■ Exercise prompt: Pull every line of the records below into your answer word for word, and leave out the pictures.

■ Supplied records:
#####
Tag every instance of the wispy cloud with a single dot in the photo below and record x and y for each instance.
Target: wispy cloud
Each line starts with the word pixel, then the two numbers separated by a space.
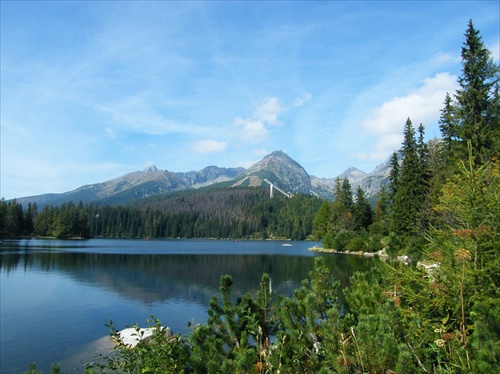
pixel 250 130
pixel 135 114
pixel 421 106
pixel 268 112
pixel 209 146
pixel 303 99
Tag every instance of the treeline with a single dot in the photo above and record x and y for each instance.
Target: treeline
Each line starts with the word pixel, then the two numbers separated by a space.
pixel 442 205
pixel 15 220
pixel 224 213
pixel 407 208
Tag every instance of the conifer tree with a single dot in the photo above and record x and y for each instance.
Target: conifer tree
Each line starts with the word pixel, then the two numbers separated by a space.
pixel 342 207
pixel 394 174
pixel 412 186
pixel 476 99
pixel 362 211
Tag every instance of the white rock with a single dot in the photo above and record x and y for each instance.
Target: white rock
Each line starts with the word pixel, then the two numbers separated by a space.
pixel 132 336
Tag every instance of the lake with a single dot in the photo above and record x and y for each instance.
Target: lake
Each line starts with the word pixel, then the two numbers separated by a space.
pixel 57 295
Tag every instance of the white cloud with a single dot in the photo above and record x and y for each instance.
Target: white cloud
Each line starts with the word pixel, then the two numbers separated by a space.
pixel 423 105
pixel 301 100
pixel 260 152
pixel 136 115
pixel 269 111
pixel 209 146
pixel 447 59
pixel 250 130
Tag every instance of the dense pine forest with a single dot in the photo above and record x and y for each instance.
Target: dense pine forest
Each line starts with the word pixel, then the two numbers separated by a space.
pixel 439 314
pixel 215 213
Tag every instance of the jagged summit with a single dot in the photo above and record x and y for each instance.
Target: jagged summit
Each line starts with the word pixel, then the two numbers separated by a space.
pixel 280 169
pixel 150 169
pixel 277 167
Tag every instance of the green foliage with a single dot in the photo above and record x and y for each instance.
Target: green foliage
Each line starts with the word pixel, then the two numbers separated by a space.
pixel 227 213
pixel 15 220
pixel 412 191
pixel 54 369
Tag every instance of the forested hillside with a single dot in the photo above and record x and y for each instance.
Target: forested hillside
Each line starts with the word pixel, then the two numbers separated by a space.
pixel 441 315
pixel 220 213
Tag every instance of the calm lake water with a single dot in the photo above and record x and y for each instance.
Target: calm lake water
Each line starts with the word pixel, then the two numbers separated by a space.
pixel 56 296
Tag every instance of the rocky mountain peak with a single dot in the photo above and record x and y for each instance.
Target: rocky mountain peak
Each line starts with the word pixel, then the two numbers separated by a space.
pixel 150 169
pixel 281 169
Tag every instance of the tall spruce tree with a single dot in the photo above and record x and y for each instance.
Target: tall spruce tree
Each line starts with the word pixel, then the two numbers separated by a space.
pixel 394 175
pixel 363 214
pixel 342 207
pixel 412 186
pixel 476 100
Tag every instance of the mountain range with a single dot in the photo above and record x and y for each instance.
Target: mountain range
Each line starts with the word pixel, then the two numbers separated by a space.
pixel 276 168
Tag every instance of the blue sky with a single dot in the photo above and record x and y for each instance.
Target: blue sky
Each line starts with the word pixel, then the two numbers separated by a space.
pixel 93 90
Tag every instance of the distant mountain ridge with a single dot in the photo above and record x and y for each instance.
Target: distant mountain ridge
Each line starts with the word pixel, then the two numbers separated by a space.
pixel 277 167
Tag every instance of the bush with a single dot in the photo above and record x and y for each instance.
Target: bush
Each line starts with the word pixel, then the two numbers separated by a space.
pixel 342 239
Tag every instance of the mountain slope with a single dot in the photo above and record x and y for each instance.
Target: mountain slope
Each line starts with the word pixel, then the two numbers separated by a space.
pixel 136 185
pixel 280 169
pixel 277 167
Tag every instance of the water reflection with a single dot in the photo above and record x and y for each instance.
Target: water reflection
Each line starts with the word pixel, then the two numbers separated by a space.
pixel 151 278
pixel 72 287
pixel 148 278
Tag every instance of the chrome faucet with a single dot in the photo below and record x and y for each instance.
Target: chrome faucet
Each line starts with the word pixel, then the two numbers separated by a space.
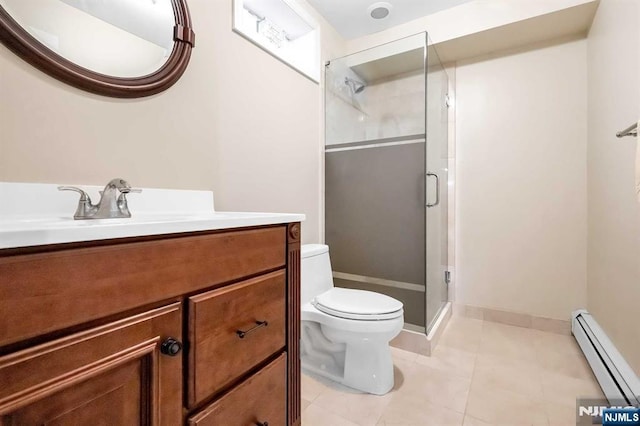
pixel 112 204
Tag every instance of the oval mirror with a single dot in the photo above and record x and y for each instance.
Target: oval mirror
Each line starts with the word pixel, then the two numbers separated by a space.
pixel 120 48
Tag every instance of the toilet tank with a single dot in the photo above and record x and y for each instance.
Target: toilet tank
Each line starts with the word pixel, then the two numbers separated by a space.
pixel 315 273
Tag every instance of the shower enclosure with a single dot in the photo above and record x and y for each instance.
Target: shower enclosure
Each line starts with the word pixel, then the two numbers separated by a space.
pixel 386 175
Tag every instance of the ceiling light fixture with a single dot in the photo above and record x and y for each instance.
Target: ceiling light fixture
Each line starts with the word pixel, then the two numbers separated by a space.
pixel 380 10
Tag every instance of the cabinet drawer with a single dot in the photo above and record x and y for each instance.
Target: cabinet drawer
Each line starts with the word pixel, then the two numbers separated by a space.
pixel 259 399
pixel 40 292
pixel 219 352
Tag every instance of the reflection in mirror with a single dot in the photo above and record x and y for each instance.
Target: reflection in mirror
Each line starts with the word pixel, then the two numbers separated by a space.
pixel 120 38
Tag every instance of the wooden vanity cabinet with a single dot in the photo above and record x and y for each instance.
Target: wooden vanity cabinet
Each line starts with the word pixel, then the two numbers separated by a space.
pixel 197 329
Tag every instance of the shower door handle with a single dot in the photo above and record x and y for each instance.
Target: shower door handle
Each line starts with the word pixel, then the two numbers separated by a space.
pixel 437 189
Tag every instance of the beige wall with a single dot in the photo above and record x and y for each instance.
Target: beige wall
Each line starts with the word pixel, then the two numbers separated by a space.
pixel 521 126
pixel 466 19
pixel 239 122
pixel 614 210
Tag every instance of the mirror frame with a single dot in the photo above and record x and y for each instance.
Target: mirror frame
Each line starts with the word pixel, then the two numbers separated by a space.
pixel 27 47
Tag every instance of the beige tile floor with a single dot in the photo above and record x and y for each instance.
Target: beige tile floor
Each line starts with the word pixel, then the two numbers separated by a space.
pixel 481 373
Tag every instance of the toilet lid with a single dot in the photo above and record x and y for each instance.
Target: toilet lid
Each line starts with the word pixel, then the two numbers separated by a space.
pixel 357 304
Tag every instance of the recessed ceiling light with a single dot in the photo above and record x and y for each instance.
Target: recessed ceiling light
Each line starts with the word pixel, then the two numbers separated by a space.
pixel 379 10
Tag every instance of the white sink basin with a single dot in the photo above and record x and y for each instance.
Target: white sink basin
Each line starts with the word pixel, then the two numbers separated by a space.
pixel 19 229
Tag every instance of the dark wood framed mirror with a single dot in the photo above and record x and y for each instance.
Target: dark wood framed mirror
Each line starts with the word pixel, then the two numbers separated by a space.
pixel 100 46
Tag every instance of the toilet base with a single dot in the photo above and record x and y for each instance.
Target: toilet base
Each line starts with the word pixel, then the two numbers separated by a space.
pixel 363 364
#####
■ Correct result:
Tag every instance of the wispy cloud with a single dot in the photo below and record x and y for each instance.
Target: wispy cloud
Each line starts with the word pixel, then the two numbers separated by a space.
pixel 250 130
pixel 135 114
pixel 421 106
pixel 268 112
pixel 209 146
pixel 303 99
Tag every instance of the treeline with a single dot in the photo above and record x and y for each instance.
Target: treeline
Each line starts with the word pixel, then the two numbers separated by a space.
pixel 442 205
pixel 15 220
pixel 224 213
pixel 407 208
Tag every instance of the conifer tree with a single dot in the photo above and record x and y for each instance.
Target: conifer tree
Each line starts with the word pixel, then the two numbers separated by a space.
pixel 342 207
pixel 394 174
pixel 412 186
pixel 476 99
pixel 362 211
Tag every instance of the white rock with a single dot in the photo above and record x and y for each instance.
Target: white rock
Each line starts with the word pixel, then the two numbers separated by a space.
pixel 132 336
Tag every instance of the lake with a single dot in the photo above and record x and y for each instance.
Target: lake
Each line starts with the word pixel, then the two numbers separated by a space.
pixel 57 295
Tag every instance of the white cloud with a single dot in the photo above and record x and y for each instance.
Target: white cloud
Each line starts with the word pixel, then the two numbers separated by a space.
pixel 423 105
pixel 301 100
pixel 260 152
pixel 136 115
pixel 269 111
pixel 209 146
pixel 447 59
pixel 250 130
Tag every instance of the dense pine forest with a single dot in the photo above and record x and y for each instance.
Target: dense pine forest
Each line starts with the word pixel, then the two numbers separated by a space.
pixel 439 314
pixel 215 213
Tag every instance of the jagged summit with a single dot in the photo above and record x and y for each instance.
Target: jagged summit
Each line starts with the word pixel, then the two numbers separated by a space.
pixel 280 169
pixel 150 169
pixel 277 167
Tag every instance of the green foliage with a single dot in the photo above and record x and y for each instance.
Target: green foliage
Each line starts with the word pixel, then the two numbers separated by a space.
pixel 227 213
pixel 15 220
pixel 412 191
pixel 54 369
Tag every instance of the forested hillside with a single dot in the photo above and record x and y for each instance.
Target: forested hillside
Each line starts with the word pixel, then the two numbers separated by a space.
pixel 441 315
pixel 220 213
Tag every instance of the calm lake water with a single dot in the photo above and record x and y for each instance.
Target: calm lake water
Each line starts with the word pixel, then the two numbers separated by a space.
pixel 56 296
Tag every instance of the rocky mountain peak with a single dot in the photo above and record x and y for each instance.
Target: rocky mountain peak
Each line starts with the word pixel, then the two numbers separated by a space.
pixel 150 169
pixel 281 169
Tag every instance of the tall spruce tree with a single dot in the photo above and record x and y for each instance.
Target: tall spruce tree
Each line starts with the word pixel, then the two numbers separated by a space.
pixel 394 175
pixel 363 214
pixel 342 207
pixel 412 186
pixel 476 100
Tag every instance of the mountain range with a single dot in the photo above and record x and y for each instance.
Target: mountain range
Each line starts with the word pixel, then the two numbers separated by a space.
pixel 276 168
Tag every instance of the blue sky with a single dot in the photo above and record x and y for each instance.
Target: blue sky
Each line starts with the word pixel, then the two numbers separated by a space.
pixel 93 90
Tag every instance of the distant mountain ridge with a single dot in the photo above and record x and y for each instance.
Target: distant mountain ridge
Each line starts with the word pixel, then the two numbers separated by a space.
pixel 277 167
Tag every instance of the bush with a single dot in the photo above and record x and y for each instance.
Target: bush
Each line starts with the word pixel, then the two numbers separated by a space.
pixel 342 239
Tag every instance of the mountain slope with a single dot in the photo above and record x and y for each instance.
Target: mountain slope
Each line starts with the word pixel, then the two numbers separated by a space.
pixel 136 185
pixel 280 169
pixel 277 167
Tag every instance of the water reflection with a single dot in the photo above and record x and y for each instance.
Target: water reflection
Each line starts with the word pixel, then the two numbers separated by a space.
pixel 151 278
pixel 72 287
pixel 148 278
Tag every instance of the chrome faucet with a single dot in the photo below and record x and y for each instance.
Target: chrome faucet
Each line starts with the word pixel, then the two numbers separated by a space.
pixel 112 204
Tag every instance of the oval mirror with a single dot in the photo above and record x and y for each instance.
Target: oval mirror
Each line starts with the word pixel, then the two numbers separated by a space.
pixel 120 48
Tag every instance of the toilet tank with a single dot in the photo above and record x and y for each instance.
Target: toilet tank
Each line starts with the word pixel, then the two numbers separated by a space.
pixel 315 273
Tag every instance of the shower enclosure with a single dot in the photo above and record x and y for each instance.
Target: shower enclosure
Each line starts with the word pixel, then the two numbers separated by a space.
pixel 386 175
Tag every instance of the ceiling light fixture with a single dot in the photo above and record x and y for each instance.
Target: ceiling light fixture
Each line starts with the word pixel, then the two numbers separated by a space.
pixel 380 10
Tag every instance of the cabinet drawer with a single dot in the photo above and record x and y for each instance.
Target: cabinet drawer
Each line starts with the word pixel, then the two numbers separated by a space.
pixel 259 399
pixel 40 292
pixel 219 352
Tag every instance of the reflection in mirror with a single dot in the photo above and record x and y for each instance.
Target: reflection in mirror
Each line starts with the word pixel, then the two numbers separated by a space.
pixel 120 38
Tag every instance of the wooden vanity cabinet with a single dot in the photo above and record x and y for each instance.
Target: wooden vanity cabinet
Each line starts with the word pixel, then the two numbers separated by a space.
pixel 197 329
Tag every instance of the shower door handle with a single dot in the photo above and record x and y for each instance.
Target: shower door handle
Each line starts with the word pixel, then the two numbers separated by a space.
pixel 437 189
Tag every instance of the beige wall with a single dot in the photo above and record x and y for each instance.
Target: beige wall
Each line starts with the word pixel, then the two numbers separated by a space.
pixel 521 126
pixel 466 19
pixel 239 122
pixel 614 210
Tag every instance of the mirror frame with a single dot in the photo above and record x and y for each instance.
Target: mirror frame
Each line starts with the word pixel, then the two numbers separated by a space.
pixel 27 47
Tag every instance of the beige tile floor with a single dot in the photo above and record x and y for each instance.
Target: beige tile floor
Each line starts with the word pixel, then the two numbers separated by a space.
pixel 481 373
Tag every instance of the toilet lid with a single dot in the photo above and record x and y for each instance.
Target: toilet lid
Each line starts with the word pixel, then the two numbers separated by a space.
pixel 357 304
Tag every instance of the recessed ceiling light with a single dot in the photo above and record x and y for each instance.
Target: recessed ceiling light
Each line starts with the word pixel, then the two numbers separated by a space.
pixel 379 10
Tag every instance of the white sink basin with a single dot in the photo above and record x and y for each instance.
Target: white sink basin
Each line starts with the word pixel, then the two numbers separated by a space.
pixel 19 229
Tag every instance of the dark wood framed mirror with a single dot in the photo above and record x and y for each instance.
Target: dark wood framed mirror
Each line starts with the word pixel, then the two numbers separated by a space.
pixel 100 46
Tag every instance of the toilet base with a single dot in the photo above and record x and y for each instance.
Target: toilet base
Each line starts with the word pixel, then the two numbers separated by a space.
pixel 363 364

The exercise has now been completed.